*Data drawn from a collection*:
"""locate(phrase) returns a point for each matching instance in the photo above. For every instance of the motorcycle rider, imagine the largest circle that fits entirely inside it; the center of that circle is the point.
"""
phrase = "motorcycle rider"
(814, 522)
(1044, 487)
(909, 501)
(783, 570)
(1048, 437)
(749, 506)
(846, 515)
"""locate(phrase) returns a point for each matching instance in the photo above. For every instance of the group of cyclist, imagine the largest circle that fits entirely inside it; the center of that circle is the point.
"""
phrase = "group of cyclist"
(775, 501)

*Instruction*: Format every line of the entries above as a JSON list of strings, one string per line, omitting any blank lines.

*Solution for this exercise*:
[
  "\"\"\"locate(phrase) returns a point for each matching instance in the photo above. For every instance of the motorcycle rider, imagine the largest circle that fits entirely inside it; the center of that circle is the point.",
  "\"\"\"",
  "phrase = \"motorcycle rider\"",
  "(814, 522)",
  "(1044, 487)",
  "(909, 501)",
  "(783, 570)",
  "(1048, 437)",
  "(749, 506)",
  "(846, 515)",
  "\"\"\"locate(phrase) returns a point for each matching instance in the photo above. For every instance of the group of cyclist, imagine the largest circle that fits entirely inside it; the center of that circle is the point.",
  "\"\"\"",
  "phrase = \"group of cyclist\"",
  "(775, 501)"
]